Natural language region descriptions:
....
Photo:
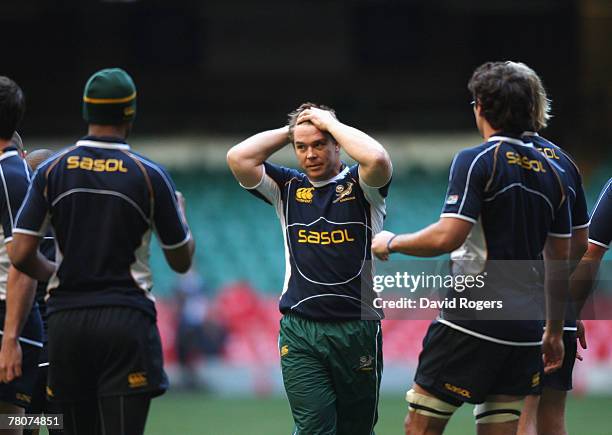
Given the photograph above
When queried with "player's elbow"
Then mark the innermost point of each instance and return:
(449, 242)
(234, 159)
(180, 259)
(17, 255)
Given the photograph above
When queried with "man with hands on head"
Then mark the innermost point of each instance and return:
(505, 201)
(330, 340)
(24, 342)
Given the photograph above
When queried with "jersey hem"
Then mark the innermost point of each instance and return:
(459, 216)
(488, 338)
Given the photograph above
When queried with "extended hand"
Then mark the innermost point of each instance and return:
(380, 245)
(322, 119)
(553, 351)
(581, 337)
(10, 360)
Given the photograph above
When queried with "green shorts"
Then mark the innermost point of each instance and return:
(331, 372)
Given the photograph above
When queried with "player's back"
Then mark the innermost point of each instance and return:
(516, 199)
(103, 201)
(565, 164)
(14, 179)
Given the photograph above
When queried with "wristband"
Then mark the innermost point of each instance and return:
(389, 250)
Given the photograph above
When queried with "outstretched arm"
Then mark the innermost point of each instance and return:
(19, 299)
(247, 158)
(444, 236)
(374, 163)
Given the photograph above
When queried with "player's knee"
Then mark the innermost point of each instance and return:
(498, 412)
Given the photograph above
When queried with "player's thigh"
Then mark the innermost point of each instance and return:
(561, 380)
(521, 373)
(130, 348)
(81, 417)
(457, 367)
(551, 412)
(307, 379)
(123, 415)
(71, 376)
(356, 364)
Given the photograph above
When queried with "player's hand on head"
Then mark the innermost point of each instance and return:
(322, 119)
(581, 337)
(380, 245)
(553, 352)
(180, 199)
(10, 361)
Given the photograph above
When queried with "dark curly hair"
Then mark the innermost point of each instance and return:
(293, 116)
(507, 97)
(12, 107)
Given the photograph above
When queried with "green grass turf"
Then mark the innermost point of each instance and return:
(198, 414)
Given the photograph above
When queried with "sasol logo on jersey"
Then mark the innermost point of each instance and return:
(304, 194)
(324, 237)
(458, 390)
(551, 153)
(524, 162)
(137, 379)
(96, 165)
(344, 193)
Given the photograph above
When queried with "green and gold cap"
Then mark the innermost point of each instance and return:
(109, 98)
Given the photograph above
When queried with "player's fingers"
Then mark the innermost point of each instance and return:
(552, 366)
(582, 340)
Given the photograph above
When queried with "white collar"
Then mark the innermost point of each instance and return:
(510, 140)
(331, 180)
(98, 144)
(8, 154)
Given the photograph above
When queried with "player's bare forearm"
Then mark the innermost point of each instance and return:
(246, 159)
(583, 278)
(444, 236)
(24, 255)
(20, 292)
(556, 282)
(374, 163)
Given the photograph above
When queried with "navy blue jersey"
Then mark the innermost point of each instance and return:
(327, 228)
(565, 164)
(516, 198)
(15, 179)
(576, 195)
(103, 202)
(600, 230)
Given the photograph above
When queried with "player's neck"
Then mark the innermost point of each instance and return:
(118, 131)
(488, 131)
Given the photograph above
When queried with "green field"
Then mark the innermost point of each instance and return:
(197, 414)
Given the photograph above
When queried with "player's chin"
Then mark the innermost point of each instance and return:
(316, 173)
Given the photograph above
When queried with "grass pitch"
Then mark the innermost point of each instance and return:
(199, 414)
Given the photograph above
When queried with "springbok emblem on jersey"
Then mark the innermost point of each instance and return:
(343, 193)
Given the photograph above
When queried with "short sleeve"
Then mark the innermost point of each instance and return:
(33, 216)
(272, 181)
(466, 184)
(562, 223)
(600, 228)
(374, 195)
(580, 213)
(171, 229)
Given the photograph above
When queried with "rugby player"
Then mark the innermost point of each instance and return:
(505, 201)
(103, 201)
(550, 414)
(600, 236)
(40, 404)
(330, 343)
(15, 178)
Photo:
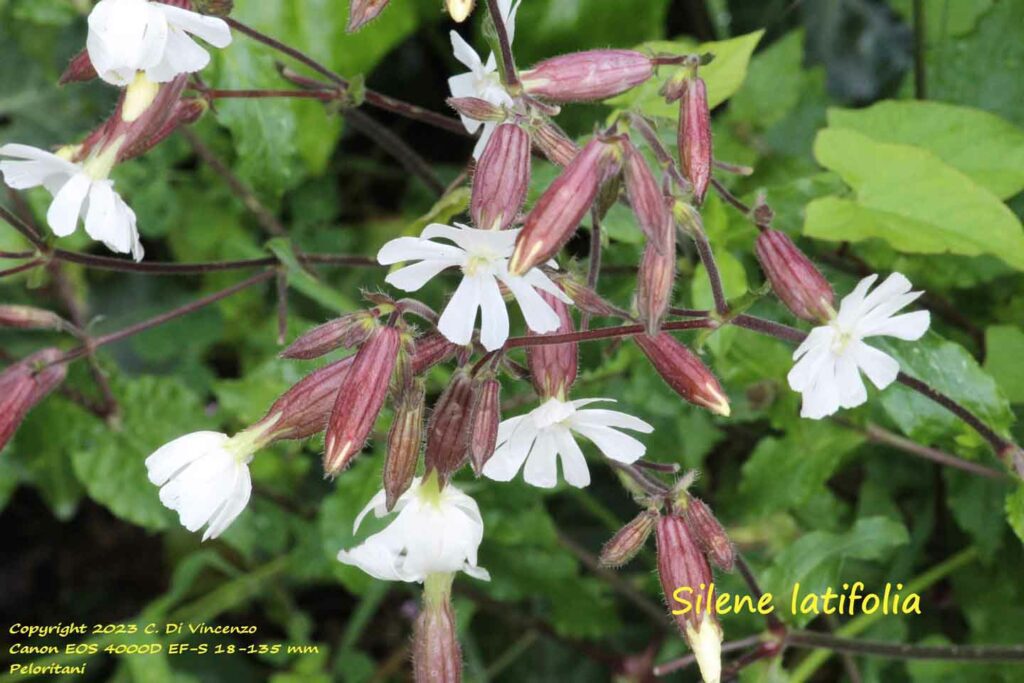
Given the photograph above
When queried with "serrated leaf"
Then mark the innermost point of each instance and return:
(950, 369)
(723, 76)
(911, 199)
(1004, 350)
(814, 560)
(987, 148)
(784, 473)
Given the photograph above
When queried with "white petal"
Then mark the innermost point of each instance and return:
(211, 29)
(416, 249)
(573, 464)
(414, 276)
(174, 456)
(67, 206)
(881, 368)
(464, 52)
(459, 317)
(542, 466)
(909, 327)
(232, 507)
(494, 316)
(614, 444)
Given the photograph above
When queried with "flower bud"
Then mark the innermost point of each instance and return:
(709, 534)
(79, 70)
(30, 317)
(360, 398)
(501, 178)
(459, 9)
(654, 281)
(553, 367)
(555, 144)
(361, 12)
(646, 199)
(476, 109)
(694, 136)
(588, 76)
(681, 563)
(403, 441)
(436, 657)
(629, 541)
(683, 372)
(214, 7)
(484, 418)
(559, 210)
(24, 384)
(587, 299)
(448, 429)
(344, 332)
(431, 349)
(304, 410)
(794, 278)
....
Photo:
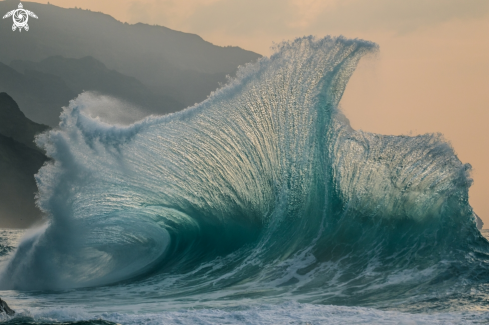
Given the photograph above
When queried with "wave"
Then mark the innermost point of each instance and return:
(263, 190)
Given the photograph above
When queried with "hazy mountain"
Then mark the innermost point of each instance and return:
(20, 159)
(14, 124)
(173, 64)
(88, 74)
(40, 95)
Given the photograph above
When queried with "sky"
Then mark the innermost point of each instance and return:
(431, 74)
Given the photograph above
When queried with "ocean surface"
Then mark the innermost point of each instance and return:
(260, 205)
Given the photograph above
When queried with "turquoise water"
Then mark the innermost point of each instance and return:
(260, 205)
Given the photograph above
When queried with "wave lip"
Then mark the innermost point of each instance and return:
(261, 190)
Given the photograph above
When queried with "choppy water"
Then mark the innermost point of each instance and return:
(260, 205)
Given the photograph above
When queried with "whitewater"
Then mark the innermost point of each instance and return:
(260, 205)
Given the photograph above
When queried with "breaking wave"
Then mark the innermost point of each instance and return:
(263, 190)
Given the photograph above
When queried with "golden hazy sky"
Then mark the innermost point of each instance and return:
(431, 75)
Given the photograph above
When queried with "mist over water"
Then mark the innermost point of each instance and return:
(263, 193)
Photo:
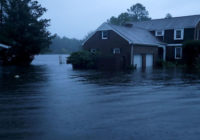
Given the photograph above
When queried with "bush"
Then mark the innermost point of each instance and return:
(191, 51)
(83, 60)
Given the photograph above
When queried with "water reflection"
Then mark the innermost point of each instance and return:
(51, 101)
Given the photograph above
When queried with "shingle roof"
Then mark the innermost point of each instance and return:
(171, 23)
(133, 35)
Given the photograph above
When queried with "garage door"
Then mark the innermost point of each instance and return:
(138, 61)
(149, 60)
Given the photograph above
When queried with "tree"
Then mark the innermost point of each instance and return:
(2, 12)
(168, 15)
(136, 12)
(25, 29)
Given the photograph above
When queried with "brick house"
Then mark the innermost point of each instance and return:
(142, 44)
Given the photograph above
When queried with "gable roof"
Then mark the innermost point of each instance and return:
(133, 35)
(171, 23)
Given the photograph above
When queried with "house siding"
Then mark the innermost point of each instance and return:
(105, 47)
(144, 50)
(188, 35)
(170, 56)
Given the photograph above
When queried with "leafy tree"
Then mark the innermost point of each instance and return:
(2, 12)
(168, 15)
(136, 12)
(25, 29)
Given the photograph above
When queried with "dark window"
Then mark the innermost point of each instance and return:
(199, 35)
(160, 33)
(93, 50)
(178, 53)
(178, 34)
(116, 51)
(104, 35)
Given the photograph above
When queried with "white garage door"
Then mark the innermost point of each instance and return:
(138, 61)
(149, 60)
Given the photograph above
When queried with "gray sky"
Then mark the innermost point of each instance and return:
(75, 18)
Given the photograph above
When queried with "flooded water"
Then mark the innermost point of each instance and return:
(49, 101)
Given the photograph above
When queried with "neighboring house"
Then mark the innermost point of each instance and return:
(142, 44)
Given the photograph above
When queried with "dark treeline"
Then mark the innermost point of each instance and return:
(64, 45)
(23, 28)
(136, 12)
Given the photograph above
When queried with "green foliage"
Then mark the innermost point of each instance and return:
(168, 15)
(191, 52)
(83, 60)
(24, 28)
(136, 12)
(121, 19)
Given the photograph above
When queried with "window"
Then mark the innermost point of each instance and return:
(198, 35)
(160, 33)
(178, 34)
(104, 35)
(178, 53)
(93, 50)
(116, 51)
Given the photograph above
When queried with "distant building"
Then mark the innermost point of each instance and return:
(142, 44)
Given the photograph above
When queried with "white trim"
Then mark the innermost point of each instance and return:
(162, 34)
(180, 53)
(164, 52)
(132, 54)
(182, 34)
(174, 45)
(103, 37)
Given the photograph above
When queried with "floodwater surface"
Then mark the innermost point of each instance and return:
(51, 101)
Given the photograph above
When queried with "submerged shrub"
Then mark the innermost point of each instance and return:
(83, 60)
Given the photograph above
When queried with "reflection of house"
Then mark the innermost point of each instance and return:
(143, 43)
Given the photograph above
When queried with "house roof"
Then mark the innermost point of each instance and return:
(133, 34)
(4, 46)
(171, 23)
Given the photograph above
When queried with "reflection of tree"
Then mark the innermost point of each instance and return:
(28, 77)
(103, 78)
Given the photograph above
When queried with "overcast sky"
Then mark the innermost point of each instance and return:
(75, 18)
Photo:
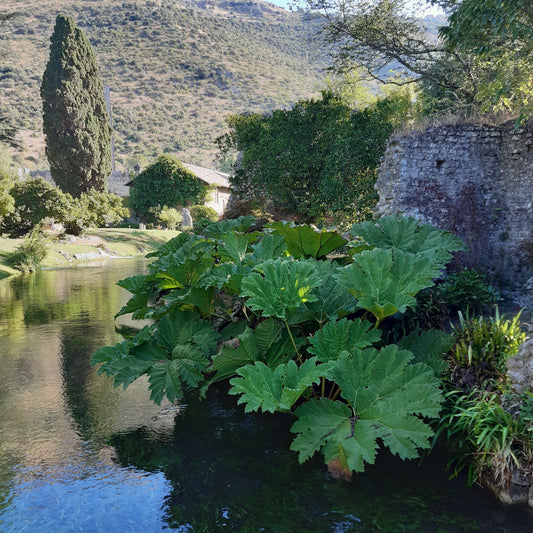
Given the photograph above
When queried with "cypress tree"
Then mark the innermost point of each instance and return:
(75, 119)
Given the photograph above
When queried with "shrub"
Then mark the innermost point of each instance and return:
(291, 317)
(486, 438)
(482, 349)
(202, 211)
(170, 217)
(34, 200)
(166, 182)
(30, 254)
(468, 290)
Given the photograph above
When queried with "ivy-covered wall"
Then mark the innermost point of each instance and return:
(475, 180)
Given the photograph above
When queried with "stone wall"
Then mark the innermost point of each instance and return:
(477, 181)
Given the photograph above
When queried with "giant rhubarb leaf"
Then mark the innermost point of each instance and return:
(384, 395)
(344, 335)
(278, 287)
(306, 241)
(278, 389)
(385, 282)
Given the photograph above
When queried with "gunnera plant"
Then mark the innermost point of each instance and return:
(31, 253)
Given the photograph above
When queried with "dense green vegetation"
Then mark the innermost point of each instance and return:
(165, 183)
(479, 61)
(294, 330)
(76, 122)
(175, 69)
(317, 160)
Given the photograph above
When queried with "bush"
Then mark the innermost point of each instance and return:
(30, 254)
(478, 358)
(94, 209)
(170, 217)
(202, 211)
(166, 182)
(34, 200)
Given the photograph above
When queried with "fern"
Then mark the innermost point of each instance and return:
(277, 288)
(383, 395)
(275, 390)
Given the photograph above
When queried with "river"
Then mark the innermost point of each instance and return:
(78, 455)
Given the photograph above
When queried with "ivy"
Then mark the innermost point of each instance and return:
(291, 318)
....
Work instructions: Lines above that contain the string "wave" make up the answer.

Reply to the task:
When queried with "wave"
When queried with "wave lip"
When queried with "breaking wave"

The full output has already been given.